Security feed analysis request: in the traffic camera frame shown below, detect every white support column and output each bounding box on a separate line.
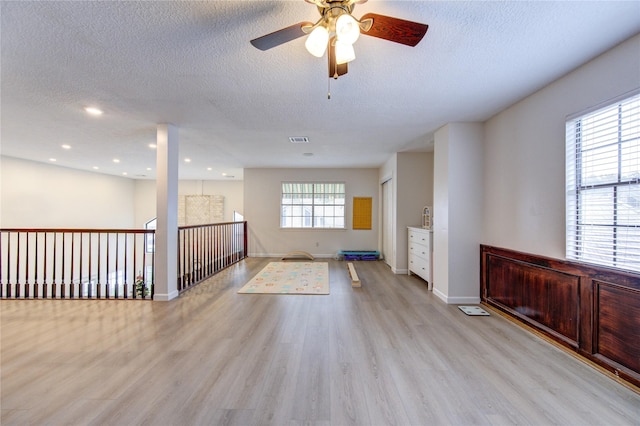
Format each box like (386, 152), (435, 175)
(153, 124), (179, 301)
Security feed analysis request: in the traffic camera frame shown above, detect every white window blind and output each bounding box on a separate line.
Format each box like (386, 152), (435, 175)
(566, 94), (640, 272)
(280, 182), (345, 229)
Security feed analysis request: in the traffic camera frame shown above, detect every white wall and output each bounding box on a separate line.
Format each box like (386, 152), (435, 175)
(394, 152), (434, 274)
(135, 180), (244, 227)
(484, 35), (640, 258)
(244, 169), (379, 257)
(433, 123), (483, 303)
(0, 157), (136, 229)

*-*-*

* [EXERCISE OBJECTIVE] Rewrite the listing with every "traffic camera frame" changed to "parking garage camera frame" and nothing else altered. Omit the pictures from your version.

* [REPLY TO THE TASK]
Security feed analysis request: in the parking garage camera frame shown below, detect every white support column and output each bounding box on a separate line.
Format each box like (386, 152), (435, 175)
(153, 124), (179, 301)
Security feed analysis request: in the parking garage camera frame shown above, detect every white window blind and output each bounding box on a separate line.
Format each box like (386, 152), (435, 175)
(566, 94), (640, 272)
(280, 182), (345, 229)
Security feed analysis request: in the parking garage camera frame shown above, detect every white wall and output each bounding box on a separate line.
Format each box like (386, 152), (435, 175)
(394, 152), (434, 274)
(135, 180), (244, 227)
(484, 35), (640, 258)
(244, 169), (379, 257)
(433, 123), (483, 303)
(0, 157), (136, 229)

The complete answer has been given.